__WHAT THE EXERCISE ASKS__: Copy the records from the start through the line containing "xmin=632 ymin=250 xmax=656 ymax=362", and nothing past that line. Keep the requests unchanged, but multiply every coordinate in the answers by 0.8 and round each result to a whole number, rounding halves up.

··· SUPPLIED INFORMATION ···

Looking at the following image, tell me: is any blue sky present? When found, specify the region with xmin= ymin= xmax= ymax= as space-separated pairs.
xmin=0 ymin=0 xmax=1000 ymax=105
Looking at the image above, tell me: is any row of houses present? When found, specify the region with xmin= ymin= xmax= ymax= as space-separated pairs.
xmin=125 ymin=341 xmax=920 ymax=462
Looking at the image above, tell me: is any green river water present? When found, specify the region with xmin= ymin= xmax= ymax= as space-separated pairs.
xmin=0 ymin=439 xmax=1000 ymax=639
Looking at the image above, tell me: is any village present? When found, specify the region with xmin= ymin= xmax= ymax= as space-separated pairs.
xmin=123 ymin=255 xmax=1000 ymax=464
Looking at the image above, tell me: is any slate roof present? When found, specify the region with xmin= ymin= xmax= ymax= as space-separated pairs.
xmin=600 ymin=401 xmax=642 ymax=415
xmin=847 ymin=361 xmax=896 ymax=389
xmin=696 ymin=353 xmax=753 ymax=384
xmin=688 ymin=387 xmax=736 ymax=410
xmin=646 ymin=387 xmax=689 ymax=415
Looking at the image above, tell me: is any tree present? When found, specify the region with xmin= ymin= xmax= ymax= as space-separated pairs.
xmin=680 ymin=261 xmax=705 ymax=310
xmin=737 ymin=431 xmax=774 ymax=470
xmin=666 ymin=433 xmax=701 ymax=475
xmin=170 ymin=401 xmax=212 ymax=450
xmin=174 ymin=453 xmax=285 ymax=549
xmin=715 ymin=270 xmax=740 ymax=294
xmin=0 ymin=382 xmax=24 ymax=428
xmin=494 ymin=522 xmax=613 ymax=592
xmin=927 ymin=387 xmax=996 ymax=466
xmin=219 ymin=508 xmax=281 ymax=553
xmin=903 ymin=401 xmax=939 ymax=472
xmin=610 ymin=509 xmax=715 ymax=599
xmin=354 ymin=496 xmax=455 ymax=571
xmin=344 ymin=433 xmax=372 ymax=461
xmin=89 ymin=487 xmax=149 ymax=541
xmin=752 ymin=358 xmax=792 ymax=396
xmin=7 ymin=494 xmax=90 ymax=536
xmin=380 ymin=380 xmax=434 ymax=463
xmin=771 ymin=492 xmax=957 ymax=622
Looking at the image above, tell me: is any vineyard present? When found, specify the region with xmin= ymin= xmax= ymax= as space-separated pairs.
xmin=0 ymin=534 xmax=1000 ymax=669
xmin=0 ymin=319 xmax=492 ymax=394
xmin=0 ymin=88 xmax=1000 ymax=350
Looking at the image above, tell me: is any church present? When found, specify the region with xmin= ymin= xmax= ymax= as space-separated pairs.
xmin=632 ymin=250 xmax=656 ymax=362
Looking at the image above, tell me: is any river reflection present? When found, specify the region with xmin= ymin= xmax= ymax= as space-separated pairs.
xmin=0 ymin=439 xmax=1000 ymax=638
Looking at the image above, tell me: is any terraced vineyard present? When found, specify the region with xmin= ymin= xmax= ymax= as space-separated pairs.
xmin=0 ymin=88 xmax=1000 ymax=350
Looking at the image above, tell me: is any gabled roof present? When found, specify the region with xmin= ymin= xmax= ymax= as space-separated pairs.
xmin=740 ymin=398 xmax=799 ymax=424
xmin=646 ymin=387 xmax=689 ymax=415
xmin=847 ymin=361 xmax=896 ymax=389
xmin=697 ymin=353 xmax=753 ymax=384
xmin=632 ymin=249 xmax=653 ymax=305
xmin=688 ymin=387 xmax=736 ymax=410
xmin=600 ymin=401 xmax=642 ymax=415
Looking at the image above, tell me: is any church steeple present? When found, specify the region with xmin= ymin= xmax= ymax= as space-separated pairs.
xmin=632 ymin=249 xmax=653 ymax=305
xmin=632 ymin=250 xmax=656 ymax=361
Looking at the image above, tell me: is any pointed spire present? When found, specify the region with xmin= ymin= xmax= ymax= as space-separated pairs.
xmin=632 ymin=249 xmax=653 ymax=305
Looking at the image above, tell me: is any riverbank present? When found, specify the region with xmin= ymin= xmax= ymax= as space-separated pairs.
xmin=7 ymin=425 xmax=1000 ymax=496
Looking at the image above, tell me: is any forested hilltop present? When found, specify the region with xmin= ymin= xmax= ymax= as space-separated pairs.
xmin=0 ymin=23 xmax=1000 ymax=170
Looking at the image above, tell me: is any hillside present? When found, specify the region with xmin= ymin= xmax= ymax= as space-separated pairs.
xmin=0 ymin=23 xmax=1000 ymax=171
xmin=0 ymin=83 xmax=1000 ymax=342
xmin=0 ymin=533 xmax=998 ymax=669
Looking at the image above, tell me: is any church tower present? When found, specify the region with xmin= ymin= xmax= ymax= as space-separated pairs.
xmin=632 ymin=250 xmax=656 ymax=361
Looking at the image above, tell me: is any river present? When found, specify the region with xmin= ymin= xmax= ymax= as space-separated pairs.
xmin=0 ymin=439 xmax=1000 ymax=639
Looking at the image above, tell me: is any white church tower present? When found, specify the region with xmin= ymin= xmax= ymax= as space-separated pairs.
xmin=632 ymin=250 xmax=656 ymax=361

···

__EXERCISE SOLUTION__:
Looking at the following image, tell me: is any blue sky present? When found, specify the region with xmin= ymin= xmax= ymax= as space-separated pairs.
xmin=0 ymin=0 xmax=800 ymax=84
Looking at the image above, tell me: is any row of houses present? When found, specify the region with xmin= ymin= xmax= ymax= as space-separated pairs.
xmin=100 ymin=273 xmax=736 ymax=370
Looking at the image above, tell me: is any green river water present? When found, specify the region with xmin= ymin= xmax= ymax= as space-separated pairs.
xmin=0 ymin=351 xmax=800 ymax=511
Looking at the image above, tell me: is any village present? When found, specify the region with xmin= ymin= xmax= ymax= as space-separated pairs.
xmin=98 ymin=204 xmax=800 ymax=371
Looking at the image above, tell me: is any slate roof present? When found, specify the region with xmin= ymin= xmax= ymax= as space-separated pairs.
xmin=480 ymin=321 xmax=514 ymax=332
xmin=678 ymin=289 xmax=717 ymax=311
xmin=557 ymin=282 xmax=602 ymax=307
xmin=550 ymin=310 xmax=589 ymax=328
xmin=517 ymin=310 xmax=551 ymax=332
Looking at the image above, tell me: is any tree present? When found, specify the region with xmin= ymin= xmax= ymax= as space-separated pairs.
xmin=544 ymin=209 xmax=564 ymax=248
xmin=590 ymin=345 xmax=619 ymax=376
xmin=533 ymin=346 xmax=561 ymax=380
xmin=136 ymin=321 xmax=170 ymax=360
xmin=139 ymin=362 xmax=228 ymax=439
xmin=572 ymin=216 xmax=592 ymax=235
xmin=0 ymin=306 xmax=19 ymax=342
xmin=395 ymin=418 xmax=490 ymax=474
xmin=742 ymin=310 xmax=797 ymax=373
xmin=175 ymin=406 xmax=225 ymax=442
xmin=722 ymin=321 xmax=751 ymax=378
xmin=488 ymin=407 xmax=572 ymax=479
xmin=283 ymin=397 xmax=364 ymax=457
xmin=275 ymin=346 xmax=298 ymax=369
xmin=71 ymin=390 xmax=119 ymax=433
xmin=602 ymin=286 xmax=634 ymax=317
xmin=6 ymin=395 xmax=72 ymax=429
xmin=304 ymin=304 xmax=347 ymax=370
xmin=617 ymin=394 xmax=766 ymax=498
Looking at the image above, tell me: is any vineyard present? When found, specify the region with xmin= ymin= xmax= ymax= as space-separated pairs.
xmin=0 ymin=427 xmax=800 ymax=535
xmin=0 ymin=255 xmax=394 ymax=315
xmin=0 ymin=70 xmax=800 ymax=280
Looking at the image above, tell me: is any church present? When found, specify the region with xmin= ymin= xmax= ymax= as space-separated pairs.
xmin=506 ymin=200 xmax=525 ymax=290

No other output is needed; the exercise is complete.